**WHAT IS NEEDED:** Collect every line of the entries that contains the string "Provide".
[Begin RECORDS TO USE]
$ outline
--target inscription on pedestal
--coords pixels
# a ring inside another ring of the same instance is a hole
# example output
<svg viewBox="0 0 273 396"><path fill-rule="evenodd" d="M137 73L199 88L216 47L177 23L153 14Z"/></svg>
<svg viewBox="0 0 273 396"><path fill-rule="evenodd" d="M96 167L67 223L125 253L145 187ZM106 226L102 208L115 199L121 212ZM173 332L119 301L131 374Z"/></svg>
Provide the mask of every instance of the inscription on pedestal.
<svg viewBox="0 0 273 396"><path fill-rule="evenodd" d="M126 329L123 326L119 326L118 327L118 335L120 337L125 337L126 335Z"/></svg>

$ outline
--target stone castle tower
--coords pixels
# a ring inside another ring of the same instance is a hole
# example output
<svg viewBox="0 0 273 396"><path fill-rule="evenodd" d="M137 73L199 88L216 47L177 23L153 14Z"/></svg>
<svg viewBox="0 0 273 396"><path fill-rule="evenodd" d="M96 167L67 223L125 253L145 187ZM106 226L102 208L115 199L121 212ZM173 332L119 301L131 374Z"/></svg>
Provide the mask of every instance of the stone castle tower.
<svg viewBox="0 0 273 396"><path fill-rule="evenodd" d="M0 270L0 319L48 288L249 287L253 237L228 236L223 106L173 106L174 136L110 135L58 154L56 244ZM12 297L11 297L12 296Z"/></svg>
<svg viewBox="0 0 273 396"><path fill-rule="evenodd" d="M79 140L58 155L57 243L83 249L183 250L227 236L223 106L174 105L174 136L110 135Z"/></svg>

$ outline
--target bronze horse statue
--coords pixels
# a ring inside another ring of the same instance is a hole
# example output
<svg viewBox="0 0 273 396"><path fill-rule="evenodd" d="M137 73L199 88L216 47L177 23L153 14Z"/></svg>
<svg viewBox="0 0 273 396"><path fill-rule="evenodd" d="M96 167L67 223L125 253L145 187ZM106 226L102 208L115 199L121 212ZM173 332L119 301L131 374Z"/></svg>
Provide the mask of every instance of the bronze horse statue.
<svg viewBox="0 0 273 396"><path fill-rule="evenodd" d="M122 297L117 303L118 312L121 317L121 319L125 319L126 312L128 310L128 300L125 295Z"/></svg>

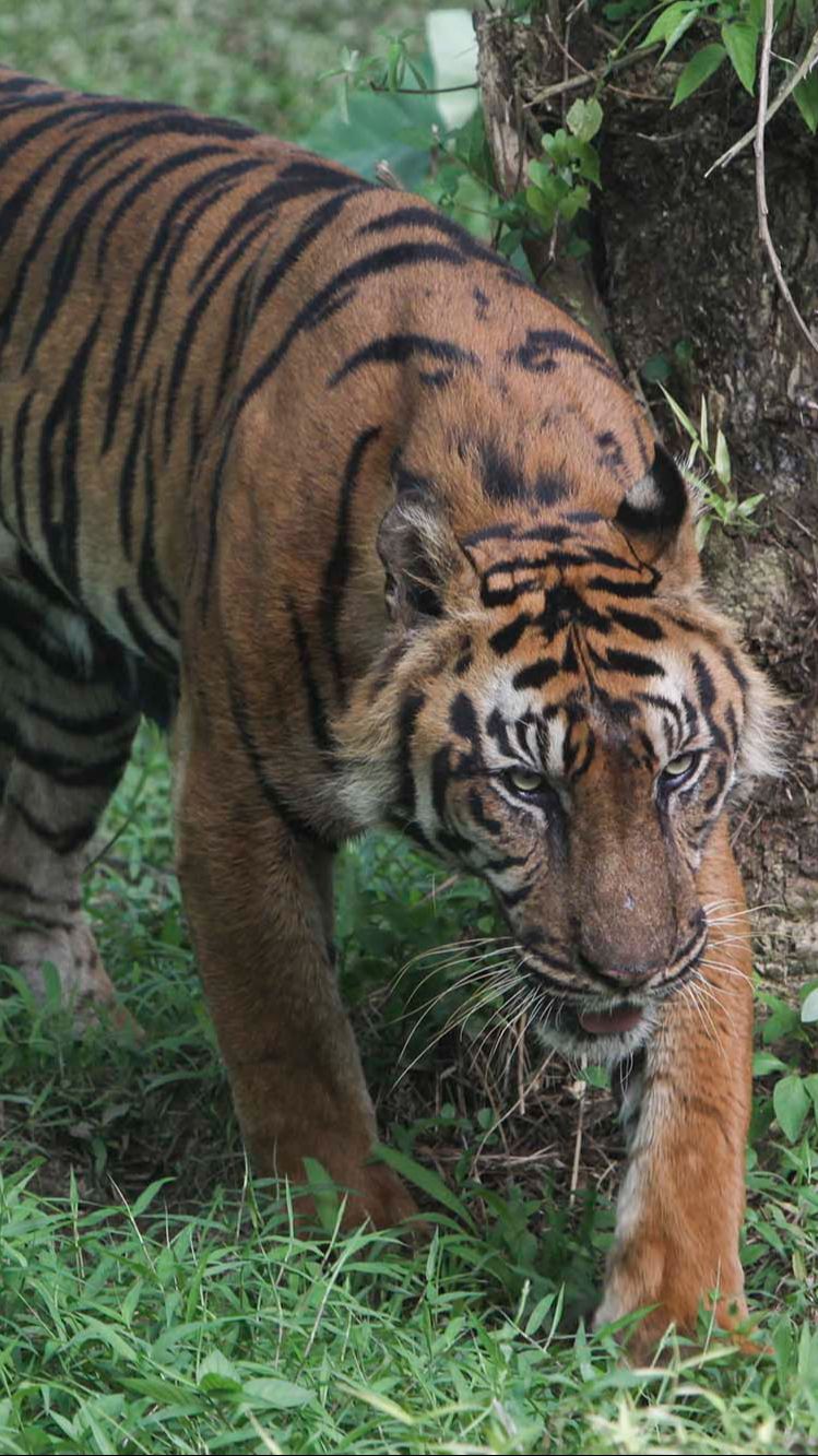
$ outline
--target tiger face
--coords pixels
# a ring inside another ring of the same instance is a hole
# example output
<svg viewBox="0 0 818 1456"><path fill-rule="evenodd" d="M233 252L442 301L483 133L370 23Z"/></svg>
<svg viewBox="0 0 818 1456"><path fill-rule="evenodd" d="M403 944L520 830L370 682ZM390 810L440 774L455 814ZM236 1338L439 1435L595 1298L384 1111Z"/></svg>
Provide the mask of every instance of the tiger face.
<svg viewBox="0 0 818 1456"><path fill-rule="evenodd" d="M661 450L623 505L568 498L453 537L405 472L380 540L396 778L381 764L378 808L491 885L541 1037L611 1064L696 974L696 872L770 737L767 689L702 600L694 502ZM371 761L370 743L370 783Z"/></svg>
[End RECORDS TO USE]
**RESULT OF THE EXERCISE:**
Provide the mask of every instance of the inscription on pedestal.
Provide the mask of every instance of the stone castle tower.
Provide the mask of every instance of the bronze horse statue.
Provide the mask of every instance of the tiger face.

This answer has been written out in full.